■ **Текст документа**:

«А мне не нравится велелепный, — отвечала ему Пуша… — И вообще я против всяких непонятных слов, всяких диалектов. У нас некоторые писатели умеют… так понапишут, что ничего не поймешь… Язык обрабатывать нужно, чтоб он простой был и доходчивый. А некоторые наоборот… надергают всяких слов, напихают их в свои романы — ни за что не догадаешься, что оно обозначает такое». Пуше возражает Федор: «Я, например, тоже не понимаю иной раз какое-нибудь диалектное слово, ну что ж! Зато я знаю, что автор это слово понимает и, видимо, не зря дал красочку…»

■ **Исходные данные**:
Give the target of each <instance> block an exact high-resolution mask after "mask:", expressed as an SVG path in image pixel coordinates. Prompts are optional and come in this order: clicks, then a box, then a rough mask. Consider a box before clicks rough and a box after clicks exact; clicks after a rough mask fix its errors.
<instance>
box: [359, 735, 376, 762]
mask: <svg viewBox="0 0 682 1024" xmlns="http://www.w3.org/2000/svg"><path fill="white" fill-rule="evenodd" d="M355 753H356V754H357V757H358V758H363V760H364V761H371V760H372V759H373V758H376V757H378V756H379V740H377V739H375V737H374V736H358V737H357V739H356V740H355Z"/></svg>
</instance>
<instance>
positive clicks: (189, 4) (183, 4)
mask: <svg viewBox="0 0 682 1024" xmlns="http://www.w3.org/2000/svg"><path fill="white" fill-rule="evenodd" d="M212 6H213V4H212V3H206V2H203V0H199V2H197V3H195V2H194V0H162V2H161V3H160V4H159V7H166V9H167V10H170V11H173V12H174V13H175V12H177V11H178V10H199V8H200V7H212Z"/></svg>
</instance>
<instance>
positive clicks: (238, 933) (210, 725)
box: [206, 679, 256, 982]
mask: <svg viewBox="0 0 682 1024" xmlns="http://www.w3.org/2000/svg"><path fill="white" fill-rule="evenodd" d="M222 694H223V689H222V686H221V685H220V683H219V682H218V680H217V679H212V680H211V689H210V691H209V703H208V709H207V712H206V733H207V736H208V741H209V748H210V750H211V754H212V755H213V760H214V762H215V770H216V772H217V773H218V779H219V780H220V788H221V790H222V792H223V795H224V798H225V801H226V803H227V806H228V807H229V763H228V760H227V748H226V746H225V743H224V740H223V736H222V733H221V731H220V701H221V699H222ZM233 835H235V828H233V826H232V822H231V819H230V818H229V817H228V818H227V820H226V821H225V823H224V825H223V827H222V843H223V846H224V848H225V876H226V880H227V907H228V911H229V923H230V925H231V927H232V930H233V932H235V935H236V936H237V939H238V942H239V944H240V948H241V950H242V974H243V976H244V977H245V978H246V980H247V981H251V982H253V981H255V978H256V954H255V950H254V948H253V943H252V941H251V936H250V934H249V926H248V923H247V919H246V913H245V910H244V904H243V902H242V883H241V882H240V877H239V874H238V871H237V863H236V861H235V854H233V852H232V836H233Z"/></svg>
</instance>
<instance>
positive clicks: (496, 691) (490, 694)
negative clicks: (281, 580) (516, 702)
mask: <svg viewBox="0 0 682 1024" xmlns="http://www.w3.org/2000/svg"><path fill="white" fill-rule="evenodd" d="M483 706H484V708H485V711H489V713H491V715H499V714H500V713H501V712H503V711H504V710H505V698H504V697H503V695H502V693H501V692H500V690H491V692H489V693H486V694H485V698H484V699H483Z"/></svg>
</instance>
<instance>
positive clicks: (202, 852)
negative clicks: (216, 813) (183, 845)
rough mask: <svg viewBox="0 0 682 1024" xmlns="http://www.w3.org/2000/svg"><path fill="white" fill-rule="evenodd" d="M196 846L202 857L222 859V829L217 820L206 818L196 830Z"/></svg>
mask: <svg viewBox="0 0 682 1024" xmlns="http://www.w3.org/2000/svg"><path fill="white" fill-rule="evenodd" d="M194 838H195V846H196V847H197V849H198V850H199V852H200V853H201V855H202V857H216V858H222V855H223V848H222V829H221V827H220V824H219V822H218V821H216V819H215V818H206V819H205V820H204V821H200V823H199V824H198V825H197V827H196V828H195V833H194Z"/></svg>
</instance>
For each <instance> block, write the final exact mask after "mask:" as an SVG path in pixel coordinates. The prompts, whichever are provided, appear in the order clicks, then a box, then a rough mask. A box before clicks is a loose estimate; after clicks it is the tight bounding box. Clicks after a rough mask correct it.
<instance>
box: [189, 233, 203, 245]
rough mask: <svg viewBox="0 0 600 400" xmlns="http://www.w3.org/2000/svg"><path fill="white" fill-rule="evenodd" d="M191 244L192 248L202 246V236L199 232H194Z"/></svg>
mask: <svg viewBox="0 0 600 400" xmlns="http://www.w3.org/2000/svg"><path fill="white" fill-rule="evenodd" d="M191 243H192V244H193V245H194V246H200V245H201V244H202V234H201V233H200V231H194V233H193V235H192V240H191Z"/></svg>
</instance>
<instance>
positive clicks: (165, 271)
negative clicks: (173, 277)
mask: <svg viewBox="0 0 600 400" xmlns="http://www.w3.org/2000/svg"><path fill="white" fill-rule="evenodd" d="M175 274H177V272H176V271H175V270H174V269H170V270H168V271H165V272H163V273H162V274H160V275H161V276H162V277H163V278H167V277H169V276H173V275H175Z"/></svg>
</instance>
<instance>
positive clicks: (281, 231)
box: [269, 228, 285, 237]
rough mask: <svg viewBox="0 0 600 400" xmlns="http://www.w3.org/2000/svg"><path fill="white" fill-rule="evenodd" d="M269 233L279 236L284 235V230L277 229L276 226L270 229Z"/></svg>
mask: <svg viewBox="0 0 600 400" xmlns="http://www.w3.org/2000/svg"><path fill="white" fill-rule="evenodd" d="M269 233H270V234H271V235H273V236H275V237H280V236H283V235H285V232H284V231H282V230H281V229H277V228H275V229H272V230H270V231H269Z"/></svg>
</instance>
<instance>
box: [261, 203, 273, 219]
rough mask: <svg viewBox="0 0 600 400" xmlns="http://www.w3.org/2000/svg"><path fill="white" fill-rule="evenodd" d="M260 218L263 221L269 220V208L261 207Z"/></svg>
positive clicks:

■ **Задание 1**: Какое слово, согласно тексту документа, не нравится Пуше?
■ **Задание 2**: Продолжите текст документа о споре Пуши и Федора о диалектных словах после его последней фразы.

■ **Результат выполнения 1**: Пуше не нравится слово «велелепный».

■ **Результат выполнения 2**:
Точка зрения Пуши компрометируется в тексте повести, — через Пушу звучит голос самоудовлетворенного обывателя, не воспринимающего другой язык: «не понимаю», «не нравится» — значит, «не нужно». Пренебрежительная лексика Пуши — «напихают», «надергают» — обнажает вульгарно-узколобое, изначально неприязненное отношение обывателя ко всему, что кажется ему непонятным, «чужим». Но и противоположная Пушиной точка зрения на диалектное (характерное) слово как на «красочку» тоже малоперспективна. Использование диалектных, областных либо жаргонных слов в качестве характерной «красочки» может обернуться искусственностью, нарочитостью.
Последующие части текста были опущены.